WHAT IS EXPECTED: Please return the whole listing. Keep each line exactly the same.

DATA FOR REVIEW:
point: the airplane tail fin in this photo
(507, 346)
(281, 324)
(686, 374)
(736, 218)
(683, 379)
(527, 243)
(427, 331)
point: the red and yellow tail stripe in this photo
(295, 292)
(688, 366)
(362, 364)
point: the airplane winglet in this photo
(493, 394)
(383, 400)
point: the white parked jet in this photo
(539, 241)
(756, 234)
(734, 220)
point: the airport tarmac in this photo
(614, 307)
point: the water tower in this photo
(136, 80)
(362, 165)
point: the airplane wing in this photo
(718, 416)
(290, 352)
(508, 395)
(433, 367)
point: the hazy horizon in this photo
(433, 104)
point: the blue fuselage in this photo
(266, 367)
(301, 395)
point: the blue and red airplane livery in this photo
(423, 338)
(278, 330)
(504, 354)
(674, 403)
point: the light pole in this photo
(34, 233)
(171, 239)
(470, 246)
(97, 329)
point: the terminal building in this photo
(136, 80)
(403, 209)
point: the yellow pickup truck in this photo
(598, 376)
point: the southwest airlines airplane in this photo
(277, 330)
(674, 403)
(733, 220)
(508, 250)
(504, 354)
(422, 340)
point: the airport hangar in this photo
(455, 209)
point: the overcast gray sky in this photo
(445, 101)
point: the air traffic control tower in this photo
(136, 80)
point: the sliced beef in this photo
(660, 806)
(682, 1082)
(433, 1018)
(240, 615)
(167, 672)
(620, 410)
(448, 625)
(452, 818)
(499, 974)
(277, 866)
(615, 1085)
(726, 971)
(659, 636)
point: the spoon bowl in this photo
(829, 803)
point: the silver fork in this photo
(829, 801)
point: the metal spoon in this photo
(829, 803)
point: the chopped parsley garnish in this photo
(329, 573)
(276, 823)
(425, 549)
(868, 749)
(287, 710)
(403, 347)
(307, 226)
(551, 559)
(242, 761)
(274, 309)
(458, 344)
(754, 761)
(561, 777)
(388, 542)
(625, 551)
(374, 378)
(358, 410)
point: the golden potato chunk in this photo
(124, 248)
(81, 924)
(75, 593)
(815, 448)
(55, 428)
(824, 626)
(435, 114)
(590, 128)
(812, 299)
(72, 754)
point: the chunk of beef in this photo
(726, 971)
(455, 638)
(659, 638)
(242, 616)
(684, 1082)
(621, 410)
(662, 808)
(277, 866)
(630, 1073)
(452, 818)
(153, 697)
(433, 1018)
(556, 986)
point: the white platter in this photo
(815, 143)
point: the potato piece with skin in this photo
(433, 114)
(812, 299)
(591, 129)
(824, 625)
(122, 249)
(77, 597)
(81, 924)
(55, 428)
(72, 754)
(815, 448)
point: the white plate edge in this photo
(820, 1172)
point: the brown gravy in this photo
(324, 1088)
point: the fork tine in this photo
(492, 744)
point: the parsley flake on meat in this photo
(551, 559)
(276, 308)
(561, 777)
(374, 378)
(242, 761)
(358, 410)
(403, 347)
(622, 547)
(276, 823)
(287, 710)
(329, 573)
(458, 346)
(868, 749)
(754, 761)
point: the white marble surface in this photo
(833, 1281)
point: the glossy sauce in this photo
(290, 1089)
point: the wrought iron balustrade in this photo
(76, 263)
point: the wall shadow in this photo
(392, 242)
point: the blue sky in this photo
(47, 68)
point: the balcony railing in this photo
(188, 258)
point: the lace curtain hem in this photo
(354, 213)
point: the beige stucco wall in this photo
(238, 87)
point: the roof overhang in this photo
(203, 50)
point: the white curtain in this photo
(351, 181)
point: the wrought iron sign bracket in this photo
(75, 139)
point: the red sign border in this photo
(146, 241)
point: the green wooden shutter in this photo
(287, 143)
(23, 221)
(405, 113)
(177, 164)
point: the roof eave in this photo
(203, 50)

ANSWER TO THE PROBLEM:
point: the airplane tail fin in this photo
(507, 346)
(281, 324)
(686, 374)
(736, 218)
(683, 379)
(527, 243)
(427, 331)
point: the red and yellow tail stripe in this photo
(295, 292)
(688, 366)
(362, 364)
point: the airplane winglet in this photo
(493, 394)
(383, 400)
point: the white parked jet in this photo
(539, 241)
(756, 234)
(734, 220)
point: the airport tarmac in this photo
(614, 307)
point: the water tower in this photo
(136, 80)
(362, 165)
point: the airplane wing in this photo
(718, 416)
(290, 352)
(508, 395)
(433, 367)
point: the hazy horizon in this photo
(433, 104)
point: the blue fuselage in this photo
(266, 367)
(301, 395)
point: the blue and red airplane livery in this photo
(423, 338)
(278, 330)
(504, 354)
(674, 403)
point: the light pole in this photo
(34, 233)
(171, 239)
(470, 246)
(97, 329)
point: the terminal building in this photo
(136, 80)
(403, 209)
point: the yellow pickup truck in this photo
(598, 376)
point: the southwest airlines airplane in this photo
(277, 330)
(674, 403)
(733, 220)
(508, 250)
(504, 354)
(422, 340)
point: the airport hangar in this photo
(455, 209)
point: the overcast gray sky in this photo
(445, 101)
point: the air traffic control tower in this photo
(136, 80)
point: the sliced beef in this photo
(660, 806)
(682, 1082)
(433, 1018)
(240, 615)
(167, 672)
(620, 410)
(448, 625)
(452, 818)
(499, 974)
(277, 866)
(615, 1085)
(726, 971)
(659, 636)
point: the spoon bowl in this photo
(829, 803)
point: the silver fork in this photo
(829, 801)
point: the metal spoon in this photo
(829, 803)
point: the chopped parsley garnish in this photo
(329, 573)
(276, 823)
(425, 549)
(868, 749)
(287, 710)
(403, 347)
(307, 226)
(551, 559)
(242, 761)
(274, 309)
(458, 344)
(754, 761)
(561, 777)
(388, 542)
(625, 551)
(374, 378)
(358, 410)
point: the golden potato chunk in this photo
(124, 248)
(81, 924)
(75, 593)
(815, 448)
(55, 428)
(824, 626)
(435, 114)
(590, 128)
(812, 299)
(72, 754)
point: the chunk of beef in this photo
(726, 971)
(455, 638)
(659, 638)
(242, 616)
(684, 1082)
(621, 410)
(662, 808)
(277, 866)
(630, 1073)
(452, 818)
(153, 697)
(433, 1018)
(556, 986)
point: the white platter in this photo
(815, 143)
point: the potato piece with skin in this photo
(433, 114)
(812, 299)
(591, 129)
(824, 625)
(122, 249)
(77, 597)
(81, 924)
(55, 428)
(72, 754)
(815, 448)
point: the white plate edge in this photo
(820, 1172)
point: the brown gravy in this photo
(324, 1088)
point: the fork tine in this photo
(492, 744)
point: the parsley flake on meat in this photo
(551, 559)
(276, 308)
(561, 777)
(374, 378)
(242, 761)
(358, 410)
(403, 347)
(622, 547)
(276, 823)
(287, 710)
(329, 573)
(458, 346)
(868, 749)
(754, 761)
point: the white marble surface in this photo
(833, 1281)
point: the glossy sauce in this photo
(290, 1089)
point: the wrought iron balustrade in this photo
(76, 263)
point: the wall shadow in this photo
(392, 242)
point: the blue sky in this photo
(47, 68)
point: the balcony railing in this photo
(188, 258)
point: the lace curtain hem in this photo
(354, 213)
point: the beige stucco wall in this photo
(238, 87)
point: the roof overhang in this photo
(203, 50)
point: the white curtain in this photo
(351, 181)
point: the wrought iron sign bracket in this photo
(75, 139)
point: the red sign border in this photo
(146, 241)
point: the green wooden shutter in this photo
(287, 143)
(23, 221)
(405, 113)
(177, 164)
point: the roof eave in this photo
(203, 50)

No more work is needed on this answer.